+++ Source excerpt

Two Wrongs Don’t Make a Happy Wright

Tonight we bid a sad farewell to Upton Park, or the Boleyn Ground, long-time home of Olympic Stadium-bound West Ham United. The ‘Ammers, as they’re known locally, have usually been obliging victims for Leeds United teams of most eras, and were particularly notable as lenders of a helping hand towards the end of our title run-in of 1992, when they defeated Man U in a game that turned Alex Ferguson the deepest shade of exasperated purple I’ve ever seen. So it’s fitting, as another proper London football ground bites the dust, that I should write a little about the ‘Appy ‘Ammers; some of my fondest memories are of victories there, particularly this MayDay romp in 1999.

It was an encounter, played out in front of a packed Boleyn Ground crowd of 25997, that found Leeds United in a rich run of form; ten games unbeaten since an early February reverse to Newcastle at Elland Road, after which they had reeled off seven consecutive league victories followed by three draws on the trot. The Whites’ determination to get back to winning ways after those six dropped points was exemplified by the fastest possible start.  A mere twenty seconds had ticked by when the ball nestled in the West Ham net, put there emphatically by the ebullient Jimmy Floyd Hasselbaink who ran at a retreating Neil Ruddock before finishing neatly with a left-foot shot past Shaka Hislop. And then the game went ever so slightly mad.

Jimmy’s goal apart, the first quarter of an hour had seen both sides engaging in tackles which tended on the thuggish side of enthusiastic. West Ham’s Eyal Berkovic was a victim early on, and Lee Bowyer was on the end of a clattering as the home side sought revenge. Then Ian Wright, no stranger to controversy and the disciplinary attentions of referees, led with his elbow when challenging for a high ball, and copped for a yellow card that looked a lot more justified than the second yellow he got after only 15 minutes, following an altercation with Ian Harte, Harte, Harte. So Wright was on his way back to the stand after a mere quarter of an hour, loudly protesting the injustice of the case and hell-bent, as it turned out, on venting his frustrations on the décor in the ref’s room.

++++++
+++ Material

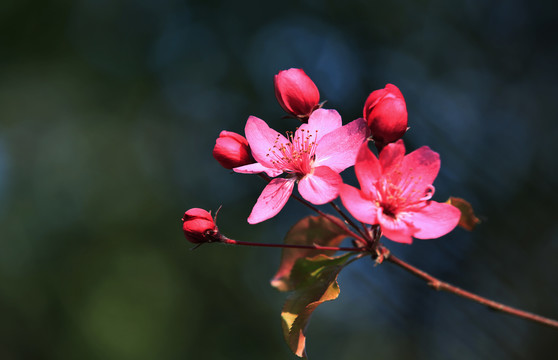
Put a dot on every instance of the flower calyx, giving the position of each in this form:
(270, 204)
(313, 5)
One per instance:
(199, 227)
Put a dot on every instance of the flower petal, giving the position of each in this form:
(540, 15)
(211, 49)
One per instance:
(264, 141)
(338, 149)
(396, 229)
(362, 208)
(321, 186)
(434, 220)
(323, 121)
(419, 169)
(368, 170)
(391, 155)
(257, 168)
(272, 199)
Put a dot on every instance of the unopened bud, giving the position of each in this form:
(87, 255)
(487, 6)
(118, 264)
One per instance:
(232, 150)
(199, 227)
(296, 92)
(386, 114)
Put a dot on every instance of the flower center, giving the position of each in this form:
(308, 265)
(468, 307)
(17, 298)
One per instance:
(296, 156)
(399, 191)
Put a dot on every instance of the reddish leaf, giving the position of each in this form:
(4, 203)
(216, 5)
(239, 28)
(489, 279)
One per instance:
(308, 231)
(468, 219)
(316, 280)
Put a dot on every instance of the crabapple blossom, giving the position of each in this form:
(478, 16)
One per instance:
(313, 157)
(395, 193)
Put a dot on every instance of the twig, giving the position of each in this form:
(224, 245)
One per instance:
(440, 285)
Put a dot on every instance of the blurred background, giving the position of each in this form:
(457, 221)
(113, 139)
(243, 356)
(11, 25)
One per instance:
(109, 111)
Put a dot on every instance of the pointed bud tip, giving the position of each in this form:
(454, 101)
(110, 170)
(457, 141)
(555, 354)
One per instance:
(199, 227)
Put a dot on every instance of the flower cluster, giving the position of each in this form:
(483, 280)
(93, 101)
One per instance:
(395, 189)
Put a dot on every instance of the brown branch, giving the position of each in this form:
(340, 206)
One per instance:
(440, 285)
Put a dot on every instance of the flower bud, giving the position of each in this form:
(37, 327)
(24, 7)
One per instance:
(199, 227)
(232, 150)
(296, 92)
(386, 114)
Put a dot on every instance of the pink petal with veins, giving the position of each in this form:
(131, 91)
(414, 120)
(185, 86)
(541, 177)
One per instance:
(257, 168)
(272, 199)
(324, 121)
(367, 169)
(338, 149)
(263, 140)
(435, 220)
(362, 208)
(320, 187)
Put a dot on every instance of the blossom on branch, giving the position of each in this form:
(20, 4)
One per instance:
(313, 156)
(395, 193)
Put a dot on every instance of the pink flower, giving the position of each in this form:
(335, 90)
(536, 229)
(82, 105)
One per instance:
(313, 156)
(199, 227)
(296, 92)
(231, 150)
(395, 193)
(386, 114)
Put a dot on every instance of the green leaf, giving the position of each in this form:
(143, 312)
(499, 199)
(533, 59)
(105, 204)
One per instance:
(308, 231)
(316, 282)
(468, 220)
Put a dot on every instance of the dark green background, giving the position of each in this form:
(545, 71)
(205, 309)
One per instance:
(108, 114)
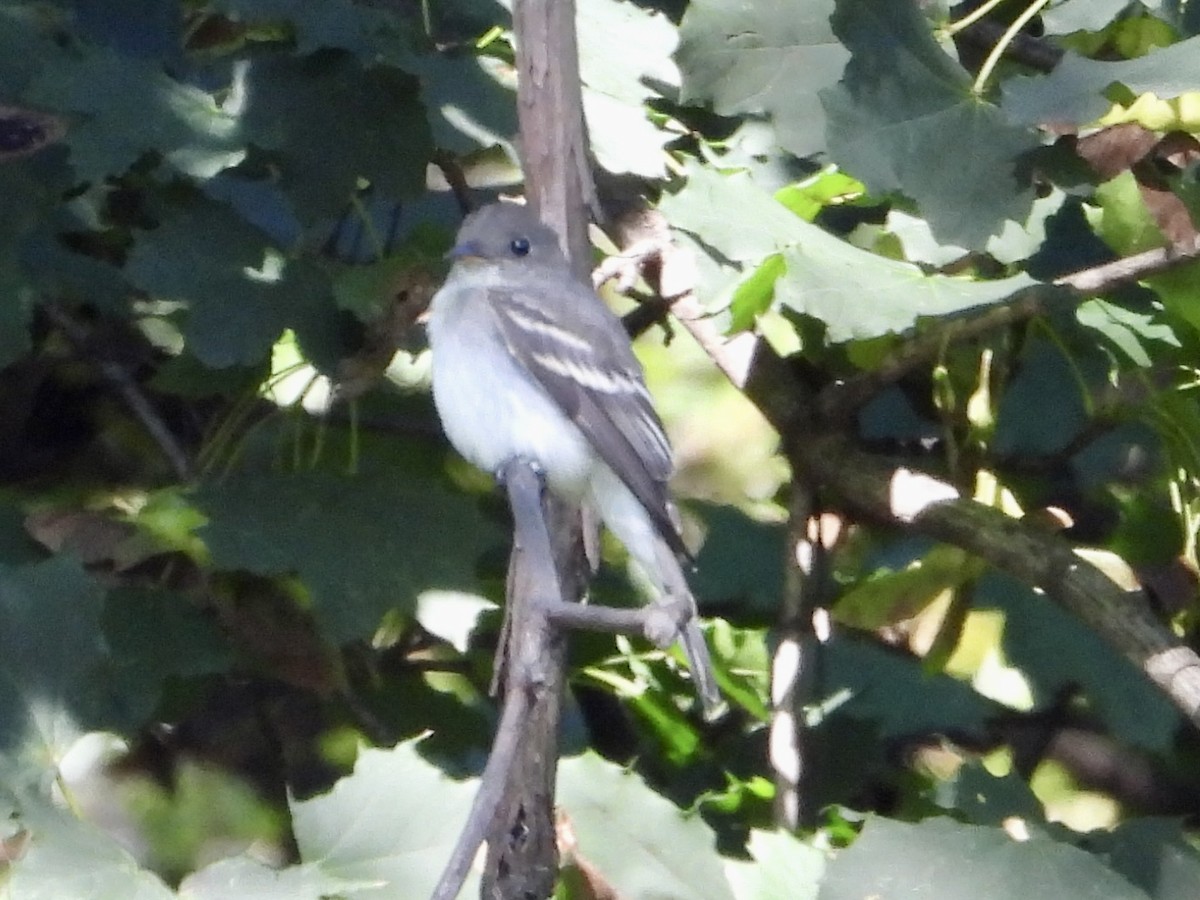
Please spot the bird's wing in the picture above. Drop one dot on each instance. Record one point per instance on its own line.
(597, 381)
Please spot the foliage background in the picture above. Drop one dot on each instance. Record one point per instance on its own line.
(246, 625)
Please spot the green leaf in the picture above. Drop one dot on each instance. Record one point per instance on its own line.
(1056, 652)
(756, 294)
(471, 102)
(903, 103)
(784, 867)
(250, 880)
(642, 844)
(28, 198)
(71, 859)
(154, 635)
(983, 798)
(1043, 407)
(891, 689)
(856, 293)
(1135, 334)
(942, 859)
(1153, 853)
(731, 214)
(372, 34)
(51, 653)
(741, 559)
(393, 823)
(1123, 221)
(1074, 93)
(765, 58)
(363, 545)
(892, 597)
(312, 113)
(130, 107)
(617, 85)
(862, 295)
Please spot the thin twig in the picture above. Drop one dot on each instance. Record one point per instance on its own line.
(126, 387)
(487, 798)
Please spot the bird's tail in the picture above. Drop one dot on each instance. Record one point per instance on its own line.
(701, 665)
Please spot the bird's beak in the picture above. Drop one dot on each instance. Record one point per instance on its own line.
(468, 250)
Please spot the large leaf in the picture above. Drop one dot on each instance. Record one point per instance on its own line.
(250, 880)
(903, 105)
(640, 843)
(1056, 652)
(361, 545)
(765, 58)
(155, 635)
(391, 823)
(1074, 93)
(51, 653)
(311, 112)
(1153, 853)
(71, 859)
(239, 291)
(130, 107)
(469, 101)
(857, 294)
(371, 33)
(617, 85)
(783, 867)
(862, 295)
(942, 859)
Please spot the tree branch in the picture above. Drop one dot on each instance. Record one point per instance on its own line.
(126, 388)
(869, 486)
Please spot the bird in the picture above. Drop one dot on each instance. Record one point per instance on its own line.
(528, 363)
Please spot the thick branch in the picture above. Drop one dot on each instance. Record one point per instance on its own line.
(864, 484)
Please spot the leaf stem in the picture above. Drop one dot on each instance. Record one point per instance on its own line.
(971, 18)
(989, 64)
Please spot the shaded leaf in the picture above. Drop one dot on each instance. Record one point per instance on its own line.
(947, 861)
(784, 867)
(1153, 853)
(393, 823)
(249, 879)
(892, 597)
(471, 101)
(51, 652)
(131, 107)
(71, 859)
(862, 295)
(372, 34)
(311, 113)
(903, 103)
(361, 545)
(769, 58)
(1135, 334)
(642, 844)
(239, 289)
(741, 559)
(1057, 652)
(1074, 93)
(154, 635)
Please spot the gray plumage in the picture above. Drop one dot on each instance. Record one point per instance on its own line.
(529, 363)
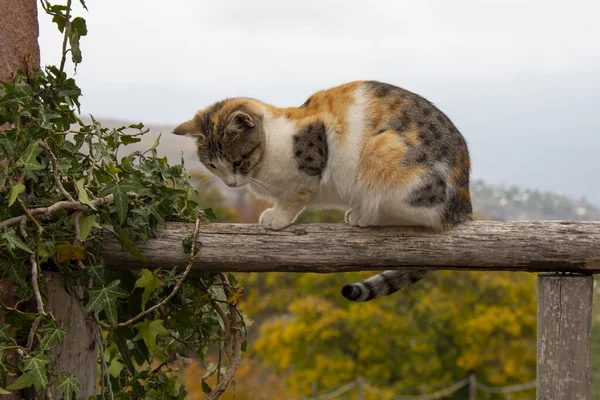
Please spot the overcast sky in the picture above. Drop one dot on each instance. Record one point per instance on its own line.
(520, 79)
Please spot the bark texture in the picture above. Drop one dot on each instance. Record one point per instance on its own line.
(480, 245)
(564, 335)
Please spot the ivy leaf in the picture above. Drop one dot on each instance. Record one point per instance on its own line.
(29, 158)
(7, 144)
(115, 368)
(150, 282)
(68, 384)
(14, 192)
(4, 332)
(86, 224)
(66, 252)
(17, 93)
(151, 394)
(36, 368)
(128, 244)
(106, 299)
(82, 194)
(52, 336)
(23, 381)
(79, 25)
(11, 237)
(128, 139)
(147, 331)
(119, 191)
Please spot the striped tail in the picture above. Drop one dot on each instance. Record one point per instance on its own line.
(382, 284)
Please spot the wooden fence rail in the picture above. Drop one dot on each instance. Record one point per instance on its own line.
(570, 251)
(477, 246)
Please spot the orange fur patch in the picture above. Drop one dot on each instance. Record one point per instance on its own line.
(380, 163)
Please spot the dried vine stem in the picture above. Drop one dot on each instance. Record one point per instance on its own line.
(178, 282)
(57, 181)
(36, 288)
(60, 205)
(31, 218)
(234, 338)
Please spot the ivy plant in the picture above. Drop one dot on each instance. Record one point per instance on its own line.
(65, 185)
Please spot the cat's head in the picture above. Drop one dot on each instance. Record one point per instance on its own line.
(230, 139)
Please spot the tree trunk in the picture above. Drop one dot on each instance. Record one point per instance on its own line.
(18, 50)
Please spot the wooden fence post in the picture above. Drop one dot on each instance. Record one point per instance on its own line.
(18, 50)
(472, 386)
(78, 355)
(564, 336)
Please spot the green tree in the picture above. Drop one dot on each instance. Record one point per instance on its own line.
(63, 185)
(428, 335)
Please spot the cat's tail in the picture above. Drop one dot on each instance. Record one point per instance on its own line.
(382, 284)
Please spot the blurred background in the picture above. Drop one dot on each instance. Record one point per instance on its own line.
(519, 79)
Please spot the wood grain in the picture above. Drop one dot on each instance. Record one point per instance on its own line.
(564, 334)
(480, 245)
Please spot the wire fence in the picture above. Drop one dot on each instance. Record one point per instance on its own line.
(364, 387)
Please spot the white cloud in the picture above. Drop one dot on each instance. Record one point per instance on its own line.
(518, 77)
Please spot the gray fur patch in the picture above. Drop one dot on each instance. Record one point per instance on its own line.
(310, 148)
(431, 194)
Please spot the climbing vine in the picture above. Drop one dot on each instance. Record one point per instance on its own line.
(64, 185)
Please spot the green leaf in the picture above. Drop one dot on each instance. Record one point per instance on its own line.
(36, 368)
(106, 299)
(66, 252)
(147, 331)
(23, 381)
(115, 368)
(29, 158)
(7, 144)
(151, 394)
(209, 215)
(17, 93)
(86, 224)
(119, 191)
(4, 332)
(150, 282)
(68, 384)
(14, 192)
(15, 241)
(79, 25)
(128, 244)
(128, 139)
(52, 336)
(82, 194)
(206, 388)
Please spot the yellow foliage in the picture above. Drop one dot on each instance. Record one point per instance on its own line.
(428, 335)
(253, 381)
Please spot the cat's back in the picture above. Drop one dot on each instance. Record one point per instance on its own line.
(386, 139)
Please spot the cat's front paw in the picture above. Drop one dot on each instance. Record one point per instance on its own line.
(271, 219)
(354, 218)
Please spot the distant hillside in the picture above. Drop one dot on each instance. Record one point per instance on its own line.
(495, 202)
(514, 203)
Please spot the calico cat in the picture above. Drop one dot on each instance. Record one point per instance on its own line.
(388, 154)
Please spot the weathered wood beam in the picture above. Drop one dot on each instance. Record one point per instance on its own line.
(564, 334)
(480, 245)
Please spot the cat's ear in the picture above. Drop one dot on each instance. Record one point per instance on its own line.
(239, 122)
(193, 127)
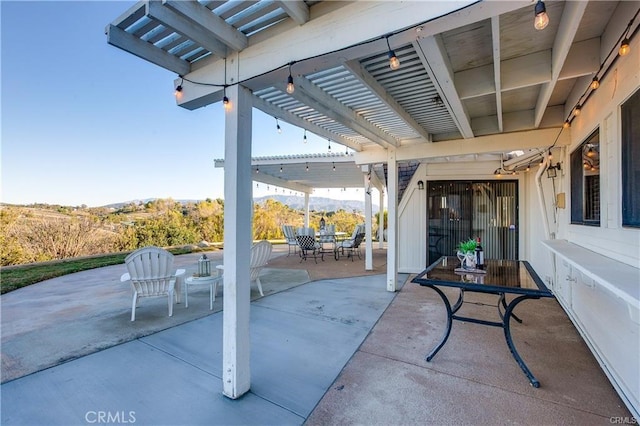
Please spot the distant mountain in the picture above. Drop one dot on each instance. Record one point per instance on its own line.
(317, 203)
(295, 202)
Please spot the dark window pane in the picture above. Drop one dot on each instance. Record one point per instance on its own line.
(631, 161)
(585, 182)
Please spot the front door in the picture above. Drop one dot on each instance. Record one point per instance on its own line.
(459, 210)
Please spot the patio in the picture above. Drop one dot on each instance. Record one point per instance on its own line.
(329, 351)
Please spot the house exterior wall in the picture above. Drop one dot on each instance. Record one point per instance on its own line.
(609, 324)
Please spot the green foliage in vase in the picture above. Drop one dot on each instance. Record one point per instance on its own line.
(468, 246)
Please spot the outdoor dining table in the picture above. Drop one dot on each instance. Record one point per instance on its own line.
(333, 237)
(500, 277)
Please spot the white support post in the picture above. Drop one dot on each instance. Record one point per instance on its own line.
(381, 221)
(236, 374)
(392, 221)
(306, 209)
(368, 256)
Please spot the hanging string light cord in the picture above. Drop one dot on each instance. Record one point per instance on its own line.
(604, 69)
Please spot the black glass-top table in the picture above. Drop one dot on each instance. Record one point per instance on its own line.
(502, 277)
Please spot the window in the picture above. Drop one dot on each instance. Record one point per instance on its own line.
(630, 150)
(585, 182)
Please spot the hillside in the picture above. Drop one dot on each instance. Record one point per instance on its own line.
(319, 204)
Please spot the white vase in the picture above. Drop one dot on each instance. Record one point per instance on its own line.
(467, 260)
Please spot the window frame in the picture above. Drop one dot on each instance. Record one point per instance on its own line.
(630, 187)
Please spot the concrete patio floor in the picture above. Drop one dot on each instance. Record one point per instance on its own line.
(325, 352)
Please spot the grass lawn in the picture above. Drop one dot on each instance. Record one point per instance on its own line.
(21, 276)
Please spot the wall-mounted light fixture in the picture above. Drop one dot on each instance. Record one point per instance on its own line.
(290, 87)
(541, 19)
(552, 171)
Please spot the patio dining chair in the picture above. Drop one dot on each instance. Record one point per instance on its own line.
(352, 245)
(309, 248)
(151, 274)
(260, 253)
(290, 237)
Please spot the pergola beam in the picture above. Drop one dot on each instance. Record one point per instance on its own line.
(296, 9)
(147, 51)
(210, 22)
(316, 98)
(293, 119)
(431, 52)
(356, 68)
(504, 142)
(569, 23)
(186, 27)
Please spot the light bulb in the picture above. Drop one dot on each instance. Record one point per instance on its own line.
(624, 47)
(576, 111)
(394, 62)
(541, 19)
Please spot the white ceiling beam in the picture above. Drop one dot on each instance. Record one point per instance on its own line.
(583, 59)
(526, 71)
(210, 22)
(296, 9)
(474, 82)
(316, 98)
(293, 119)
(433, 56)
(503, 142)
(277, 46)
(186, 27)
(369, 81)
(497, 72)
(125, 41)
(569, 23)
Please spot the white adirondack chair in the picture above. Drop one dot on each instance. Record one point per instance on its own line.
(151, 274)
(290, 236)
(260, 253)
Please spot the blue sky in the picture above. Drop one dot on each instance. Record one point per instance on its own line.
(84, 122)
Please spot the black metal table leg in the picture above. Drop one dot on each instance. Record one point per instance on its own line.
(504, 303)
(507, 334)
(449, 322)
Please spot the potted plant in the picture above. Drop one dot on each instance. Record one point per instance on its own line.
(467, 253)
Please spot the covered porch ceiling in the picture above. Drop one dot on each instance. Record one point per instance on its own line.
(469, 71)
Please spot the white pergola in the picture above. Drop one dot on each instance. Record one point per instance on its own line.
(475, 79)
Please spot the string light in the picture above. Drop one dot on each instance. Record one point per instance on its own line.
(624, 47)
(541, 19)
(394, 62)
(178, 91)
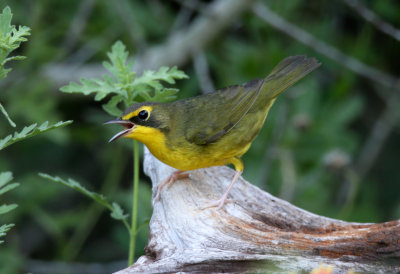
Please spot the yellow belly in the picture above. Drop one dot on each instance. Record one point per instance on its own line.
(186, 156)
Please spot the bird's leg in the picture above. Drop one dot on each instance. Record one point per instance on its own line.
(221, 201)
(176, 175)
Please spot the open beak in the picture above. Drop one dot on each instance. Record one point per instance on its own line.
(128, 128)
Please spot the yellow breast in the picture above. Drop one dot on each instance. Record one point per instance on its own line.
(185, 156)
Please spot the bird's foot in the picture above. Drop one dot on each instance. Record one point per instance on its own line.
(176, 175)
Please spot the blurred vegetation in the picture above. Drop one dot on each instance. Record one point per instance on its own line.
(312, 150)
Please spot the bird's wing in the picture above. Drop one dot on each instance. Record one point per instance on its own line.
(217, 113)
(214, 114)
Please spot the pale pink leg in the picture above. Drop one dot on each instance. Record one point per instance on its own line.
(221, 201)
(176, 175)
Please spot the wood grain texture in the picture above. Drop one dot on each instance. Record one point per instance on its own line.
(254, 232)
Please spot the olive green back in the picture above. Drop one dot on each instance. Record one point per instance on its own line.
(208, 117)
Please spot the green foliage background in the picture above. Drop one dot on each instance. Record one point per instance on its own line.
(306, 153)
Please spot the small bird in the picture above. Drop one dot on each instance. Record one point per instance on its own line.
(213, 129)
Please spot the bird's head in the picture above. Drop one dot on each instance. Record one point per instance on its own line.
(142, 122)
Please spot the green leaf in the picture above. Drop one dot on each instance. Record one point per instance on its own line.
(5, 178)
(10, 39)
(4, 229)
(124, 87)
(77, 186)
(153, 78)
(111, 106)
(7, 208)
(5, 21)
(30, 131)
(118, 64)
(8, 188)
(117, 212)
(164, 95)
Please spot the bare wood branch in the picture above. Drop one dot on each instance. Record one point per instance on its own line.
(374, 19)
(254, 231)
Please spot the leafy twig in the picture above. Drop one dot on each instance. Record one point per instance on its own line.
(116, 211)
(5, 179)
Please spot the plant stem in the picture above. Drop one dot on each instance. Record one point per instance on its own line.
(134, 202)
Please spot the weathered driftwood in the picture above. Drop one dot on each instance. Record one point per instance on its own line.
(254, 232)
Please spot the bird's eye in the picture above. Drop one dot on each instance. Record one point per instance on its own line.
(143, 115)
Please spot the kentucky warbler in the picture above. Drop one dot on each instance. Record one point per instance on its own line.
(213, 129)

++++++

* **Objectives**:
**1.** In the West Ham match report, what was the attendance at the Boleyn Ground?
**2.** Resume the West Ham match report from its last sentence.
The listing above comes from a separate source.

* **Expected outputs**:
**1.** 25997

**2.**
For the next half-hour, leading up to the interval, Leeds proceeded to make a one man advantage look anything but as West Ham pressed them back, causing panic in the away defence as the promptings of Berkovic and Paolo di Canio created some decent chances to possibly level the game. Leeds had managed to be distinctly the poorer side in that opening 45 minutes, and yet – as if to prove once again what a daft game football can be – they hit West Ham with a sucker punch in first half stoppage time. David Batty appeared to have committed a foul in midfield which might well have justified a booking had the ref not totally ignored it and waved for play to continue. Harry Kewell duly obliged, picking the ball up wide on the left and mesmerising the overstretched Hammers defence before cutting the ball back from the by-line for Alan Smith to convert gleefully.

2-0 then at half time and – for once – it had pretty much all gone Leeds’ way. We had been outplayed for most of the game so far, but were somehow two goals and one man to the good; courtesy, it has to be said, of some not exactly even-handed refereeing.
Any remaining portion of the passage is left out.